→ SET PROBLEM
Show each line of the records below that contains the word "spire".

→ SOURCE DATA
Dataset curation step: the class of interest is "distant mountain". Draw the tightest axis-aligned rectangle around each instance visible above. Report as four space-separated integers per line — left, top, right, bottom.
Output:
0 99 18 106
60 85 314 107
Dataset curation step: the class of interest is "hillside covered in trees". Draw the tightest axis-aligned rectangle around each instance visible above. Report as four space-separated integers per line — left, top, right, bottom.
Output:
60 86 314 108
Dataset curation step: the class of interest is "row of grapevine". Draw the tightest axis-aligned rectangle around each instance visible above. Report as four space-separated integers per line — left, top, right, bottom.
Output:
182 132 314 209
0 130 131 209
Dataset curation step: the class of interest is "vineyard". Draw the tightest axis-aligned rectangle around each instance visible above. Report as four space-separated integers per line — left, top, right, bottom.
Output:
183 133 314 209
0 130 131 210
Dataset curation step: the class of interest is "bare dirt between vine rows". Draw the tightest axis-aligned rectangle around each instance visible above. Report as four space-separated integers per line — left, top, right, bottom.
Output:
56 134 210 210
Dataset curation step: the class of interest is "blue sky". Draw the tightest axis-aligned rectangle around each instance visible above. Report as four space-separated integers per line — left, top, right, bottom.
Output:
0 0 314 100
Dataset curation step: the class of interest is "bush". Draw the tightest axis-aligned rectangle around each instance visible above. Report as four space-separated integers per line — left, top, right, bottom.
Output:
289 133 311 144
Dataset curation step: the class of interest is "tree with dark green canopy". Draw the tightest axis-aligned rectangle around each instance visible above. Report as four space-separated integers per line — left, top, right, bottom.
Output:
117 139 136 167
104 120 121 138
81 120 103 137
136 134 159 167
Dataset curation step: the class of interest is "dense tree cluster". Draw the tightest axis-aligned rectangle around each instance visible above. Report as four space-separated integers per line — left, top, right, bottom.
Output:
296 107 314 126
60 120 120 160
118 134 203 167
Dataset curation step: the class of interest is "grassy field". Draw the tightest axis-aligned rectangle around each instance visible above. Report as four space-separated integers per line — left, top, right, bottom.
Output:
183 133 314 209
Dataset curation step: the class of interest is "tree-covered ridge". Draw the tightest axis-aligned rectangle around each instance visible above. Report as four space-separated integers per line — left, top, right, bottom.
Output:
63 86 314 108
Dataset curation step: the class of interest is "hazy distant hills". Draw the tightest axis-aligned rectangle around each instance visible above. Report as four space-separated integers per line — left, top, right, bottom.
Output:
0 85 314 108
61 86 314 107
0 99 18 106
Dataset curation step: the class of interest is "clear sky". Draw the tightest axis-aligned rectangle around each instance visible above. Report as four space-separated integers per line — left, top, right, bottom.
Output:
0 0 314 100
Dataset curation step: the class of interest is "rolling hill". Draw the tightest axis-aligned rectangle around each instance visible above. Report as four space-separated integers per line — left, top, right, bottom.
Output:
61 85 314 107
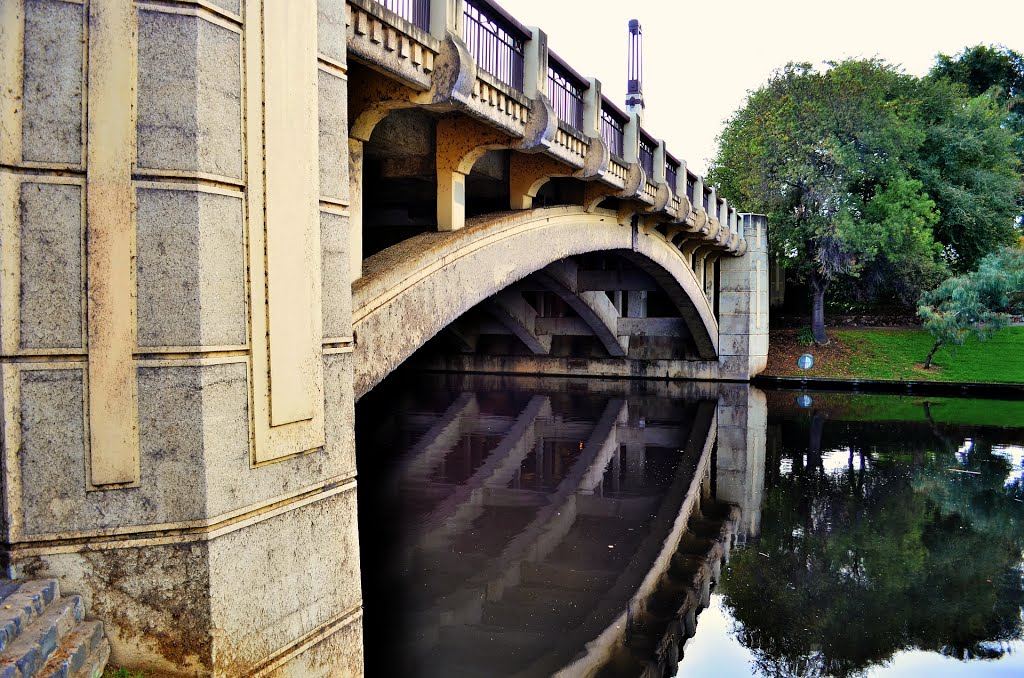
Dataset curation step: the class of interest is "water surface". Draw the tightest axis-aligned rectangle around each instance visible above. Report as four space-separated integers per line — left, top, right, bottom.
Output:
356 373 1024 678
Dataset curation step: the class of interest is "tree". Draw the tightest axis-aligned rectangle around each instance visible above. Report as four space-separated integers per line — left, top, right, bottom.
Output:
710 59 942 343
922 45 1024 272
918 248 1024 370
710 59 1024 343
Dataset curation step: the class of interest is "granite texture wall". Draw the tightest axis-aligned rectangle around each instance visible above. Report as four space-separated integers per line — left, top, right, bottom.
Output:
0 0 361 676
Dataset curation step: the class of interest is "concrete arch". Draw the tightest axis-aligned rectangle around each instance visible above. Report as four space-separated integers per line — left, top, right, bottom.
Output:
352 207 718 397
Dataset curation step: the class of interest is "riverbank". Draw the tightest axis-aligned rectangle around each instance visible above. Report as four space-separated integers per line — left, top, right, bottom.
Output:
764 327 1024 384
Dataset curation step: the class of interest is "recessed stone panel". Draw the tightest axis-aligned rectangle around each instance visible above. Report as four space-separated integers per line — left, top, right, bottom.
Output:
209 488 361 675
318 71 348 201
18 369 87 535
137 9 242 179
22 0 85 165
210 0 242 14
136 188 246 347
20 182 83 348
321 212 352 339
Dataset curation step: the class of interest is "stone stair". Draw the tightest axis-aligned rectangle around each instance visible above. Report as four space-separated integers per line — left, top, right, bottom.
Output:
0 579 111 678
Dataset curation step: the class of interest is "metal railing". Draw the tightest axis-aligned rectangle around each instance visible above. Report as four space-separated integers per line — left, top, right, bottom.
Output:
601 97 628 158
640 130 657 181
462 0 530 92
548 51 590 133
377 0 430 31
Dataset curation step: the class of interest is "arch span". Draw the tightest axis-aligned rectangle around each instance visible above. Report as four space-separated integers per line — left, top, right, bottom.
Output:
352 207 718 397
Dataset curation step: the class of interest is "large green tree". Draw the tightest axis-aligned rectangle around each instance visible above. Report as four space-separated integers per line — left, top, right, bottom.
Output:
710 59 1020 343
919 45 1024 272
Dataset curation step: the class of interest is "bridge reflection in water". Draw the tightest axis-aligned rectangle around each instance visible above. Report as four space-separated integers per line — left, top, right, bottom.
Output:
357 375 764 676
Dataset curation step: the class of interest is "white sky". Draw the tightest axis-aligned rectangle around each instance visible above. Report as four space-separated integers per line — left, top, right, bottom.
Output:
498 0 1024 174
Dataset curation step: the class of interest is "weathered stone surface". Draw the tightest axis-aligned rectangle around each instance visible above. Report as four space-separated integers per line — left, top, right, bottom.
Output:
321 212 352 339
22 0 86 165
316 0 346 65
267 618 362 678
137 8 242 179
20 181 83 348
136 188 246 347
318 71 348 206
209 488 361 675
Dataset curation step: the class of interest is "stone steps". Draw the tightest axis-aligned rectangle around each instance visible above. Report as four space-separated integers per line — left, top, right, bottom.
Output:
0 579 111 678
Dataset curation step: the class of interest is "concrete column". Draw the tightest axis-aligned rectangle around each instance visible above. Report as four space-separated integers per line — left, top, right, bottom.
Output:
651 139 676 184
583 78 601 138
693 174 711 210
428 0 465 40
671 159 686 198
718 214 768 379
620 290 647 317
522 27 548 99
623 113 640 163
715 384 768 543
0 0 361 676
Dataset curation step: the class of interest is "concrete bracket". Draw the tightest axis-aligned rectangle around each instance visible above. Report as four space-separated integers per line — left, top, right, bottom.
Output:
430 31 476 105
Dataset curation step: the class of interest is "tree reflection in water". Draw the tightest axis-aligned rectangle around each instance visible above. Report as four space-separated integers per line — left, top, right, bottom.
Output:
719 405 1024 676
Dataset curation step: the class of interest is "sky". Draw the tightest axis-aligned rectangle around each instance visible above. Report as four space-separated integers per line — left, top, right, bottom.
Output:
498 0 1024 174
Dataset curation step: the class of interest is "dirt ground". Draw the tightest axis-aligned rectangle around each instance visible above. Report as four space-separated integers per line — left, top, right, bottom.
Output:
764 326 862 377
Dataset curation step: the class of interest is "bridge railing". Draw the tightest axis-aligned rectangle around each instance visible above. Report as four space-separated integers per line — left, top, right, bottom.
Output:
464 0 532 92
548 51 590 133
601 96 630 159
347 0 738 250
639 129 657 181
377 0 430 32
665 153 681 193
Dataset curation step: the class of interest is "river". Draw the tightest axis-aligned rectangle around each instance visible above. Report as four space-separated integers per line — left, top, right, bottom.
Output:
356 372 1024 678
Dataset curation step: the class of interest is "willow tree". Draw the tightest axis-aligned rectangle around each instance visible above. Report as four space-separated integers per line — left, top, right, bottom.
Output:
711 59 944 343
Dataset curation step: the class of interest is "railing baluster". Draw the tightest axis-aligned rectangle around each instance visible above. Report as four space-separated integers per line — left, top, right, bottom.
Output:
462 0 529 92
377 0 430 31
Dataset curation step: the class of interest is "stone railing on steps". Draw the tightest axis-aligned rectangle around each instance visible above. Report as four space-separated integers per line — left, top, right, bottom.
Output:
0 579 111 678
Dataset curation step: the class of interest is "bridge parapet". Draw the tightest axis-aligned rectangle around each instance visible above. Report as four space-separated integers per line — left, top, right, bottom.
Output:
347 0 743 258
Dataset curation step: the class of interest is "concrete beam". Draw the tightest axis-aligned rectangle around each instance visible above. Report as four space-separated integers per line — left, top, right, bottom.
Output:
577 269 662 292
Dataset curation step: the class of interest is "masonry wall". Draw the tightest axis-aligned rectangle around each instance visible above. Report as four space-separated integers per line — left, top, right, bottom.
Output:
0 0 361 676
718 214 768 381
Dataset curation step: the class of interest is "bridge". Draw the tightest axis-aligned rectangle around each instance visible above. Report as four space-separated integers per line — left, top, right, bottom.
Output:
0 0 768 676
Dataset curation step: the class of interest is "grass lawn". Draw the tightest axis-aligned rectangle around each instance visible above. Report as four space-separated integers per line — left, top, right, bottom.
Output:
768 327 1024 383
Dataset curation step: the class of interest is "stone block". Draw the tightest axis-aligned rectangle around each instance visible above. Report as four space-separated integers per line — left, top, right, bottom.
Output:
17 366 211 536
209 0 242 15
267 620 364 678
718 292 754 314
136 188 246 347
12 489 361 678
321 212 352 339
21 0 86 165
316 0 348 65
14 542 214 676
718 334 751 356
209 488 362 675
19 181 84 348
136 8 242 180
718 312 753 335
318 71 348 206
196 356 355 516
324 353 355 476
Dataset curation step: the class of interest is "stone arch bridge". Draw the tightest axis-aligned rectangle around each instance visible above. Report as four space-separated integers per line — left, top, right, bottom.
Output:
0 0 768 676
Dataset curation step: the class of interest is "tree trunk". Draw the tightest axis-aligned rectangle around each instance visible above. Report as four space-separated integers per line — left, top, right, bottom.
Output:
811 270 828 346
925 339 942 370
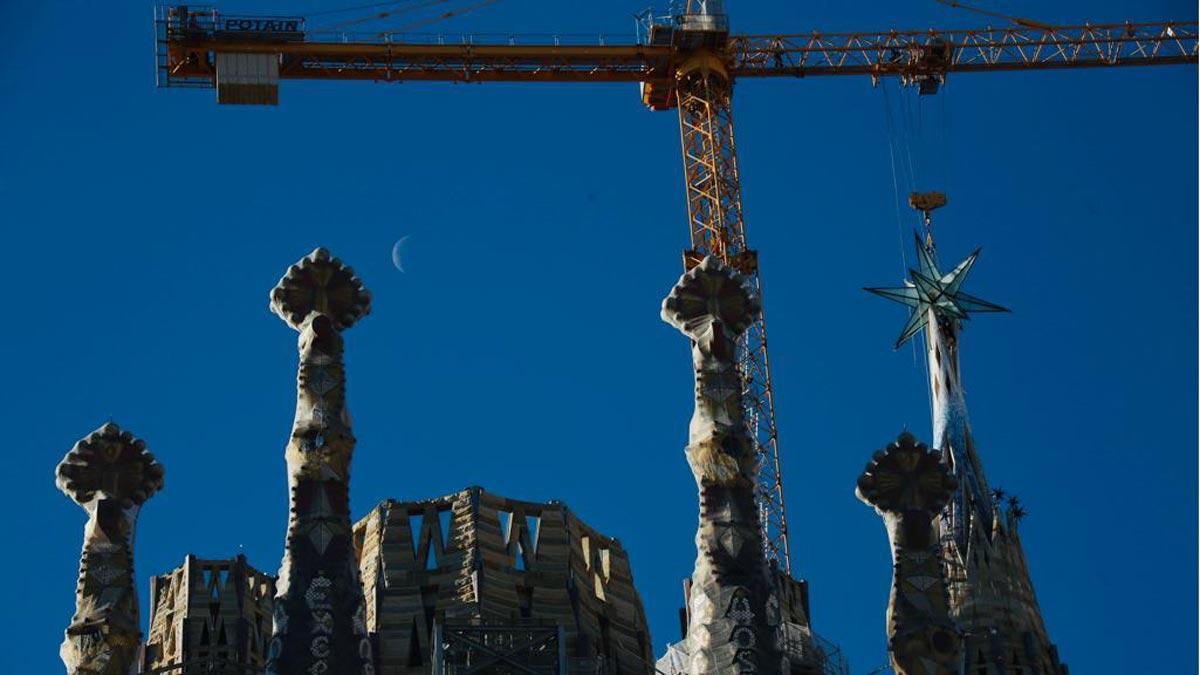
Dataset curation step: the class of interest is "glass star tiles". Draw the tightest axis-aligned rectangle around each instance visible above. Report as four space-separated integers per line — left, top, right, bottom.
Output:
864 235 1009 348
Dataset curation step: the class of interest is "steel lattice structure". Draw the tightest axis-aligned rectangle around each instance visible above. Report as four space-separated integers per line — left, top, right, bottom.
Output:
156 2 1198 572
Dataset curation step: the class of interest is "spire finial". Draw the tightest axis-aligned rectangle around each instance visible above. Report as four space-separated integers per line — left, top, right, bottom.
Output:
55 420 163 675
266 249 373 675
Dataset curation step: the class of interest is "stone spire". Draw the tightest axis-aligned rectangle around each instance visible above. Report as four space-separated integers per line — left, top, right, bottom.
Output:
56 422 163 675
266 249 374 675
866 230 1008 562
866 233 1066 675
854 432 961 675
662 256 782 675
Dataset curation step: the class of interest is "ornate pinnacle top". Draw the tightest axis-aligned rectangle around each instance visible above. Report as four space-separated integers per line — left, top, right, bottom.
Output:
662 256 758 340
271 247 371 330
857 431 959 513
56 422 163 508
864 233 1008 350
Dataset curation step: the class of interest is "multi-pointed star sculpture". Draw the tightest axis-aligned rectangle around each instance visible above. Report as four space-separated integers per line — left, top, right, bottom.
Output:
864 233 1009 348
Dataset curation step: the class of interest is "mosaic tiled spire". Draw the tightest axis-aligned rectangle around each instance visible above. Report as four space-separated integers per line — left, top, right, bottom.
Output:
266 249 374 675
866 237 1008 559
868 233 1066 675
56 422 163 675
856 434 961 675
662 256 782 675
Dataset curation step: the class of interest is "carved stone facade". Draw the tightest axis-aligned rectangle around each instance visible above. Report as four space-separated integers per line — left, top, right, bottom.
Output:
142 555 275 675
266 249 374 675
662 256 785 675
856 434 961 675
354 488 653 675
58 422 163 675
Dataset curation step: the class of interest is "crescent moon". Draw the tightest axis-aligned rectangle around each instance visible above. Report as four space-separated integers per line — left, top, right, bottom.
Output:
391 234 410 273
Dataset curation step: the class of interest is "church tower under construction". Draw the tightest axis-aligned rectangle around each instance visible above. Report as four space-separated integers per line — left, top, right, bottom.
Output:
858 216 1067 675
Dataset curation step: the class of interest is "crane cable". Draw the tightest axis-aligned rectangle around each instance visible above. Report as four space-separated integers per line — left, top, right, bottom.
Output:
313 0 451 31
380 0 499 35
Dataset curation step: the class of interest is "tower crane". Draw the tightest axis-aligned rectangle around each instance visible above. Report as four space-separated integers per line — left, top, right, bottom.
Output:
155 0 1198 573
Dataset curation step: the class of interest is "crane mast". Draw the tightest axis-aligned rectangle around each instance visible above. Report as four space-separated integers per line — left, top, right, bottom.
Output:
662 2 792 573
155 0 1198 573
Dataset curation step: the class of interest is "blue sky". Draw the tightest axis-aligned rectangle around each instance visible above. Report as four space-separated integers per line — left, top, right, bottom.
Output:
0 0 1196 673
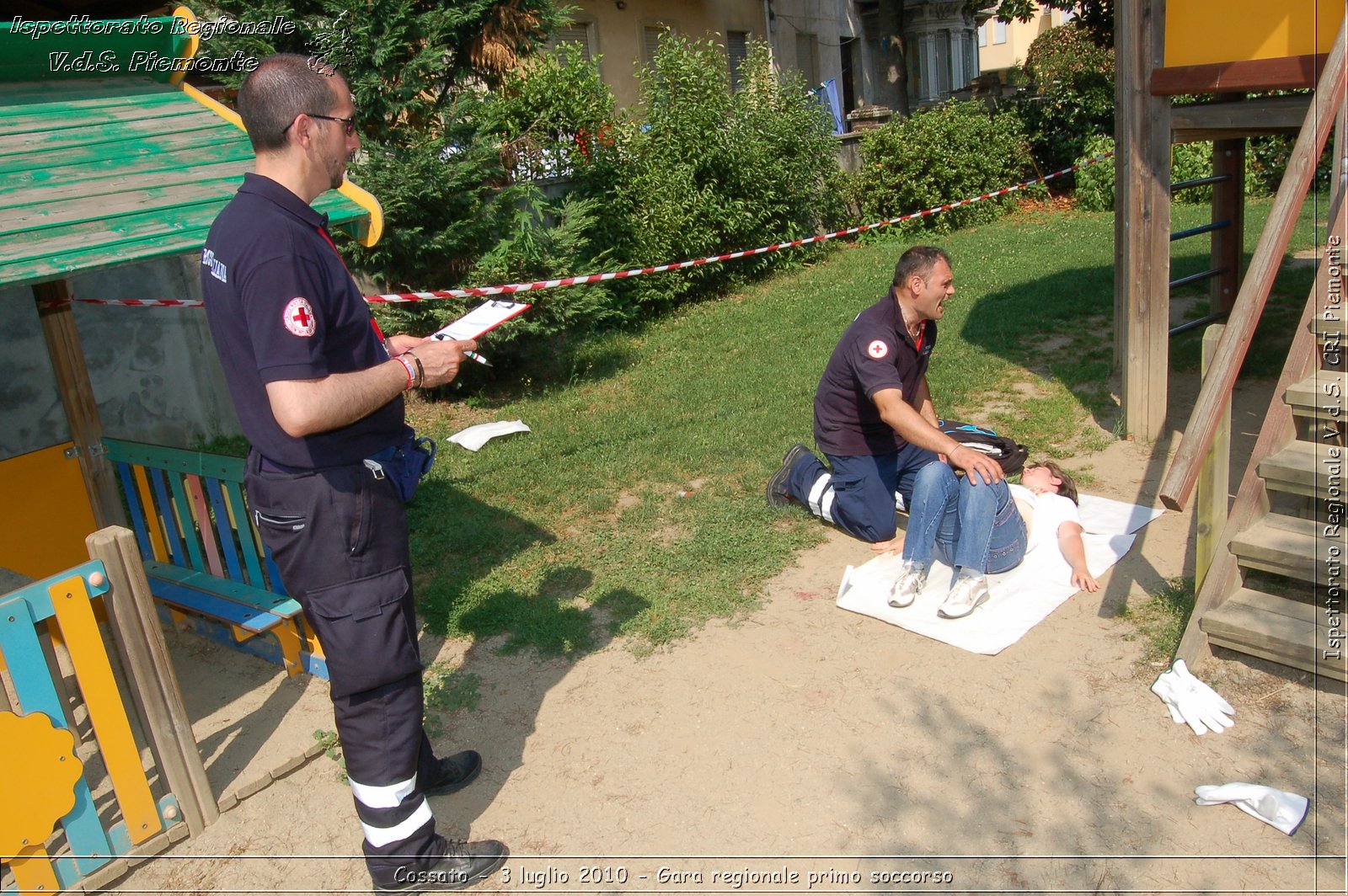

→ ANSWER TO THIS PROBLEM
Dataset curation step: the class of interest is "spire finial". Draw the tightest axis-aligned rectangle around each instance visible above. Report as four space-separated integers per line — left, top, right, bottom.
Dataset curation step: the class of interest is "stone spire". Draw the tightest axis-aligned rectangle around each instance visible above. Report as four space-separated integers per line — left, top, right, bottom.
Dataset curation step: the class of interest is "mosaic tiled spire". Draw the tightest axis-aligned rectangle around each instance visible above. Report as four space-separated integers per line — left, top, right, bottom.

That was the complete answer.